*YOUR GOAL*
Go to the line containing "Spot the green vegetation" and return it and each line after it exactly, through the end of the data below, and nothing more.

*Data items*
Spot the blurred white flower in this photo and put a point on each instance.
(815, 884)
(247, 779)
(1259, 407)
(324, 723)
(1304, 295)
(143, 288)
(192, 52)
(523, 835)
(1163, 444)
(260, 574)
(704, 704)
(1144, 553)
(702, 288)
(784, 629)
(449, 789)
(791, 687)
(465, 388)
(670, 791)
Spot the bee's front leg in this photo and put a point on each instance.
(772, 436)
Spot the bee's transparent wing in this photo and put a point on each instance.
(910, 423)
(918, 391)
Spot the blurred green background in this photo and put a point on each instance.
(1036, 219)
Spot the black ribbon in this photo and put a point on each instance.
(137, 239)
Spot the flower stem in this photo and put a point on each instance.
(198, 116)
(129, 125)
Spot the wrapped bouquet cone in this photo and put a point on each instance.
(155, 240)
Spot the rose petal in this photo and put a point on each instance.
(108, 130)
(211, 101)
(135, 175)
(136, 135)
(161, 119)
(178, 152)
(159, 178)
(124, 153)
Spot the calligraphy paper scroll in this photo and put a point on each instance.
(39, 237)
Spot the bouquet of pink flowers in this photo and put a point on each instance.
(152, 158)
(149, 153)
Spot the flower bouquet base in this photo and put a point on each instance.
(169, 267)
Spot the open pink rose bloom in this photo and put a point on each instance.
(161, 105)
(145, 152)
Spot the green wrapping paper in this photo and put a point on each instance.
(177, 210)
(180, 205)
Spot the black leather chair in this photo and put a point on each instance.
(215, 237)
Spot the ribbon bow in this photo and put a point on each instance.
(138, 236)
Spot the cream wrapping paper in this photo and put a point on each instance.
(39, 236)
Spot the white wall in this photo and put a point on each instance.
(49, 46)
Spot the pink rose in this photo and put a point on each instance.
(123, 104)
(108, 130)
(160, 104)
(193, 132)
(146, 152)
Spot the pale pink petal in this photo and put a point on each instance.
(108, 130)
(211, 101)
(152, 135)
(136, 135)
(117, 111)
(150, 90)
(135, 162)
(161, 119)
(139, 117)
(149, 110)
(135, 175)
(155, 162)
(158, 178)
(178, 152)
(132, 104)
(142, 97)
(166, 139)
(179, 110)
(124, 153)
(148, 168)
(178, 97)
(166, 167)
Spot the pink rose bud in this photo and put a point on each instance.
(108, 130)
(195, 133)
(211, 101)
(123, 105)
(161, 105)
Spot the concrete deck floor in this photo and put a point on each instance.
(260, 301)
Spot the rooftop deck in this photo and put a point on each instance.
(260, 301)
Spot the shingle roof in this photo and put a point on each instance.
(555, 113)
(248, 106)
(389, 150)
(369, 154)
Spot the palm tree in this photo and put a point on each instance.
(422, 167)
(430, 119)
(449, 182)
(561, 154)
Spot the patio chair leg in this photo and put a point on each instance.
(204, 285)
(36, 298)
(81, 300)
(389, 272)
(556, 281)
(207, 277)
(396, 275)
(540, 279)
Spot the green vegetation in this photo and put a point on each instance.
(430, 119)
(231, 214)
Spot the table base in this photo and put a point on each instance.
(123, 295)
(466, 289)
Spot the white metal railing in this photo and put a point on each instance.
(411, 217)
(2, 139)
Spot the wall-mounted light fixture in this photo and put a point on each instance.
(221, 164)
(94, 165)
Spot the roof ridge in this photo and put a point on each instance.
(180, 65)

*SOLUTION*
Spot the green vegetation in this photo and put a point on each instance.
(430, 119)
(231, 214)
Spot the table base in this photo and put a point on each instance.
(123, 295)
(466, 289)
Spot the white metal railing in this photo and put a point on each instance.
(411, 217)
(2, 139)
Spot the wall-mounted light fixture in this photo and put a point on each instance.
(221, 164)
(94, 165)
Spot the roof ridge in this photo and put a point on each instance.
(180, 65)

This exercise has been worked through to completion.